* WORK TO BE COMPLETED: Please rewrite the Lamentations commentary below from "Lamentations 2:20  Behold, O" to "of the Lord?", replacing "sanctuary" with "temple".

* TEXT TO READ:
Lamentations 2:20  Behold, O LORD, and consider to whom thou hast done this. Shall the women eat their fruit, and children of a span long? shall the priest and the prophet be slain in the sanctuary of the Lord? 

This sort of horror has happened in Israel before (2Ki 6:28-29).In the course of human life things don’t get any worse than this. Israel will suffer terribly. God warned Israel long ago that this would befall them if they rebelled against him.

Lev 26:27-29  And if ye will not for all this hearken unto me, but walk contrary unto me;  28  Then I will walk contrary unto you also in fury; and I, even I, will chastise you seven times for your sins.  29  And ye shall eat the flesh of your sons, and the flesh of your daughters shall ye eat.

Deu 28:53  And thou shalt eat the fruit of thine own body, the flesh of thy sons and of thy daughters, which the LORD thy God hath given thee, in the siege, and in the straitness, wherewith thine enemies shall distress thee:.

On his way to the cross Jesus warned the women of Jerusalem that one day it would be a curse to be pregnant or to have an infant.

Luke 23:28-31  But Jesus turning unto them said, Daughters of Jerusalem, weep not for me, but weep for yourselves, and for your children.  29  For, behold, the days are coming, in the which they shall say, Blessed are the barren, and the wombs that never bare, and the paps which never gave suck.  30  Then shall they begin to say to the mountains, Fall on us; and to the hills, Cover us.  31  For if they do these things in a green tree, what shall be done in the dry?

Below, the citizens of Jerusalem young and old lie dead in the streets. The young men and women are exterminated by Israel’s enemies. The children waste away from starvation.

Lamentations 2:21  The young and the old lie on the ground in the streets: my virgins and my young men are fallen by the sword; thou hast slain them in the day of thine anger; thou hast killed, and not pitied.  22  Thou hast called as in a solemn day my terrors round about, so that in the day of the LORD’S anger none escaped nor remained: those that I have swaddled and brought up hath mine enemy consumed.

Israel’s enemies have taken over Jerusalem. God has allowed this to happen. They are bringing great hardship to the Jewish people. They are causing the Hebrew children to die.

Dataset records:
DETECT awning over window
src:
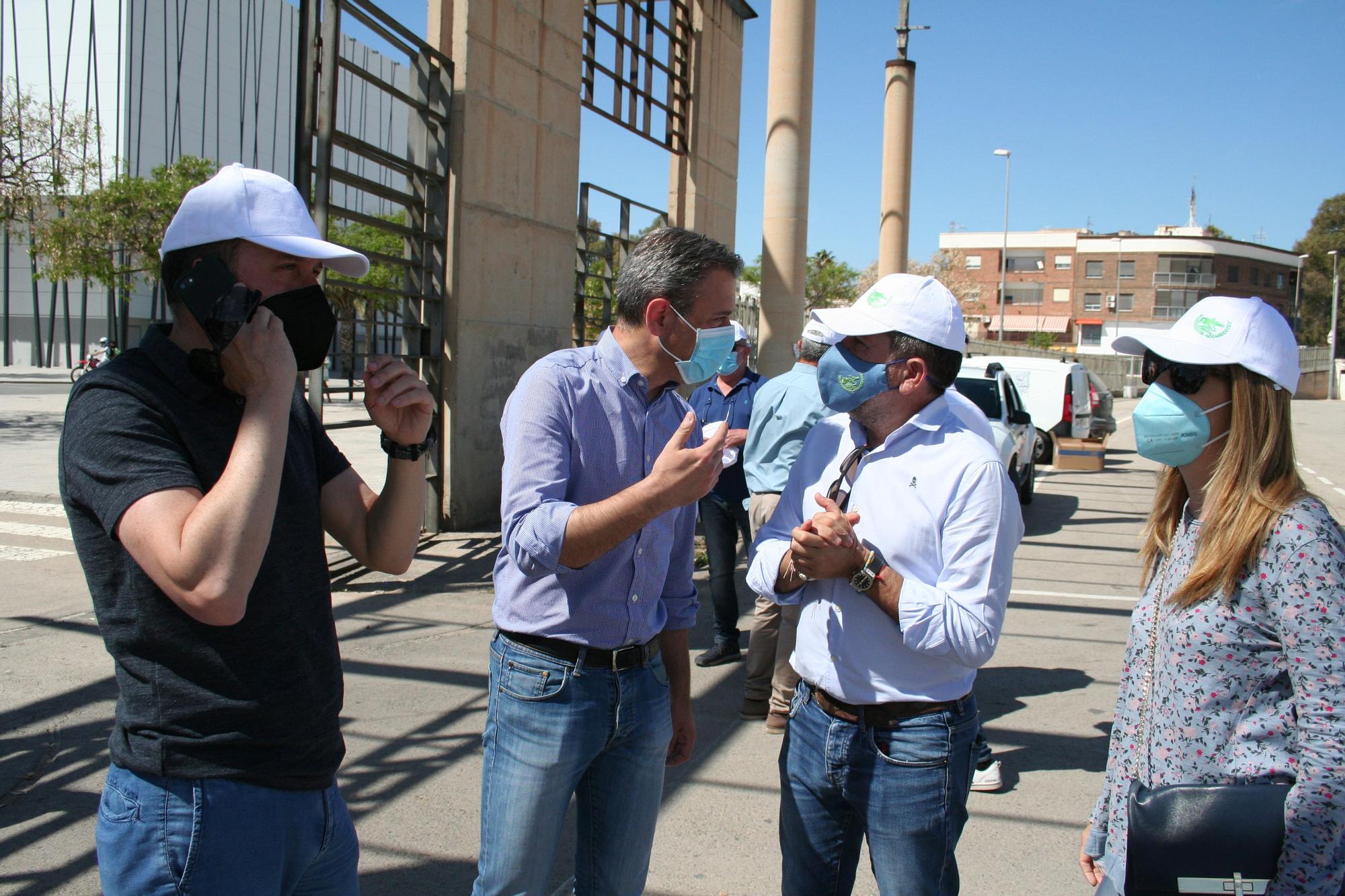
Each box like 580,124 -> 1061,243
986,315 -> 1069,332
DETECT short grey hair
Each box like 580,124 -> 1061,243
799,336 -> 831,362
616,227 -> 742,327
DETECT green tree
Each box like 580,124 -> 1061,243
803,249 -> 859,312
34,156 -> 217,289
1294,192 -> 1345,354
0,78 -> 101,225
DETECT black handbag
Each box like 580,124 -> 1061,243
1126,780 -> 1289,896
1126,554 -> 1290,896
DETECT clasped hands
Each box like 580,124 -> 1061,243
790,493 -> 869,579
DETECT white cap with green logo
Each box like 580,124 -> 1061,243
812,274 -> 967,354
1111,296 -> 1298,391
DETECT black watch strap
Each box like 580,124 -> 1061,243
378,429 -> 436,460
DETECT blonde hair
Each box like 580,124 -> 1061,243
1139,364 -> 1307,608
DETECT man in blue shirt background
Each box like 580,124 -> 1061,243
691,320 -> 767,666
472,227 -> 742,896
738,320 -> 833,735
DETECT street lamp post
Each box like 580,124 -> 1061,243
1112,235 -> 1120,352
1294,253 -> 1307,340
995,149 -> 1013,341
1326,249 -> 1341,398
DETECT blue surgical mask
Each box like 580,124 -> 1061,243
659,305 -> 737,386
1132,382 -> 1233,467
818,344 -> 909,413
714,345 -> 738,376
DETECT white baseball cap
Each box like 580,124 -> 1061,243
159,161 -> 369,277
812,274 -> 967,354
1111,296 -> 1298,391
803,317 -> 843,345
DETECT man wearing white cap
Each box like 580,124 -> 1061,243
689,320 -> 767,666
748,274 -> 1022,896
738,313 -> 835,735
61,165 -> 433,896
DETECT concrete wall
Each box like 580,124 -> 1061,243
668,0 -> 742,247
441,0 -> 582,529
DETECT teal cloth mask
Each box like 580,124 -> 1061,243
1131,382 -> 1233,467
659,305 -> 737,386
818,344 -> 909,413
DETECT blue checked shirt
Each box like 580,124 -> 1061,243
494,331 -> 701,649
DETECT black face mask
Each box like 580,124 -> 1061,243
260,284 -> 336,370
176,258 -> 336,386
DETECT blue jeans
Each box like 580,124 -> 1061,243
95,766 -> 359,896
472,634 -> 672,896
698,491 -> 752,645
780,682 -> 976,896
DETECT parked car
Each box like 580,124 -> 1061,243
1088,370 -> 1116,438
958,359 -> 1037,505
963,355 -> 1092,464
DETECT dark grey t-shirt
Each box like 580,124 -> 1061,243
59,327 -> 350,790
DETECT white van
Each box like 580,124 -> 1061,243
963,355 -> 1092,464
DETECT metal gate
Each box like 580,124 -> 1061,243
295,0 -> 453,533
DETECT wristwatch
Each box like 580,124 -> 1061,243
378,427 -> 436,460
850,551 -> 884,595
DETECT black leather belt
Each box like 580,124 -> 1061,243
808,685 -> 966,728
500,628 -> 659,671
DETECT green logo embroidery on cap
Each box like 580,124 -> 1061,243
1196,315 -> 1233,339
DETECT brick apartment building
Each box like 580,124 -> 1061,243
939,226 -> 1298,354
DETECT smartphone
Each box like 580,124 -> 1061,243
174,257 -> 261,351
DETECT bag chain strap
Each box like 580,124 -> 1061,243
1131,555 -> 1173,780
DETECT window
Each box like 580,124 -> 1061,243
1005,282 -> 1044,305
1154,289 -> 1209,320
1005,249 -> 1046,272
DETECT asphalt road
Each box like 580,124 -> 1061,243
0,401 -> 1345,896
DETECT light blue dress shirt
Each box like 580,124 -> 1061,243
494,329 -> 701,650
748,397 -> 1022,705
742,362 -> 831,494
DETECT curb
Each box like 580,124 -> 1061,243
0,490 -> 61,505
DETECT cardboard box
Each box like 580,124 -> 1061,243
1054,436 -> 1107,471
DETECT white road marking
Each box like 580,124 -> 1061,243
1009,588 -> 1135,604
0,545 -> 71,563
0,520 -> 74,541
0,501 -> 66,518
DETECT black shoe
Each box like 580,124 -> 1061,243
695,645 -> 742,666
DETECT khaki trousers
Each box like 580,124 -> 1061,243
742,495 -> 800,715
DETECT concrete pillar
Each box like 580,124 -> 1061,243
668,0 -> 742,246
429,0 -> 584,529
757,0 -> 816,375
878,59 -> 916,277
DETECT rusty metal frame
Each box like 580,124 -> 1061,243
581,0 -> 691,155
295,0 -> 453,533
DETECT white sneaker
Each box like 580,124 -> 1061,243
971,759 -> 1005,791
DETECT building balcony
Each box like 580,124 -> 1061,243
1154,270 -> 1215,289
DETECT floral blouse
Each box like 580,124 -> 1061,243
1084,497 -> 1345,896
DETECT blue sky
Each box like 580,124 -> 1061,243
352,0 -> 1345,266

* COMPLETE OUTPUT:
Lamentations 2:20  Behold, O LORD, and consider to whom thou hast done this. Shall the women eat their fruit, and children of a span long? shall the priest and the prophet be slain in the temple of the Lord?